:: Source extract ::

##########

Everything We Should Know About The Afropunk Genre
Afropunk has been responsible for some of the greatest songs and artists in the modern musical era, delighting music fans all across the world since it really burst onto the scene in the 1970s. Since then, Afropunk has showcased some amazing artists and songs that have gone on to become part of the culture in which they were born and had a huge impact on its audience.
What is Afropunk?
“What is Afropunk?” – if you’re unfamiliar with this unique genre, or just a little bit confused about what it is – this is probably a question you have asked yourself a few times. The truth is, this genre is not specific and is evolving all the time, that’s what makes it so unique. Afropunk does not lend itself to one specific genre and rather is made of the many sub-genres, definitions and cultures that have come to define it throughout its evolution.
For instance, the concept originated from the unacknowledged presence and influence of black people and culture within the predominantly white punk scene and Eurocentric alternative culture, has evolved into distinct, individual culture in and of itself and means so many different things to different people. It is often said that the music industry is so diverse that no one culture can be all things to all people, but Afropunk has at times challenged that assertion.
The term itself is unique. Afro: as in, born of African spirit and heritage; see also black (not always), see also rhythm and color, see also other, see also underdog. Punk: as in, rebel, opposing the simple route, imbued with a DIY ethic, looking forward with simplicity, rawness and open curiosity; see also other, see also underdog. The two terms come together to create the name Afropunk that has become synonymous with so many songs and artists around today.
Afropunk as a concept really first reared its head in the mid 1970s when music from this particular genre burst onto the scene and encapsulated fans. It has since gone on to be about so much more than just music, about liberation, about freedom, about expression and more.
Early Afropunk Songs
Black participation in rock music is something that dates back to the 1950s and possibly earlier, but the Afropunk genre didn't truly become established (or shall we say properly recognized) until around the mid 1970s when a selection of songs and artists made it impossible for fans, critics and music lovers all the world to ignore. Suffice to say, early Afropunk songs that made their way into the heart and minds (and charts) of music contributed massively to this.

##########

:: Dataset extract ::

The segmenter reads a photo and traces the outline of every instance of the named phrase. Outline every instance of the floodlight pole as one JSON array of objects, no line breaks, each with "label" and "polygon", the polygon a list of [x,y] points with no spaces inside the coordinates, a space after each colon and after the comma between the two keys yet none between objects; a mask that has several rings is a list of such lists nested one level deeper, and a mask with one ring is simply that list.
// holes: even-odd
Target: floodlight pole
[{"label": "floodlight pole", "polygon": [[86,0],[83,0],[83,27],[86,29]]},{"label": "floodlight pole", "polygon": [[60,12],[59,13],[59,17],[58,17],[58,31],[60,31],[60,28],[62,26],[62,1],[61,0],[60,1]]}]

##########

:: Problems to work on ::
[a] According to the Afropunk article, how far back does black participation in rock music date?
[b] Copy the passage of the Afropunk article word for word, starting with "Everything We Should" and going on through "throughout its evolution.".

:: Outputs ::
[a] To the 1950s and possibly earlier.

[b]
Everything We Should Know About The Afropunk Genre
Afropunk has been responsible for some of the greatest songs and artists in the modern musical era, delighting music fans all across the world since it really burst onto the scene in the 1970s. Since then, Afropunk has showcased some amazing artists and songs that have gone on to become part of the culture in which they were born and had a huge impact on its audience.
What is Afropunk?
“What is Afropunk?” – if you’re unfamiliar with this unique genre, or just a little bit confused about what it is – this is probably a question you have asked yourself a few times. The truth is, this genre is not specific and is evolving all the time, that’s what makes it so unique. Afropunk does not lend itself to one specific genre and rather is made of the many sub-genres, definitions and cultures that have come to define it throughout its evolution.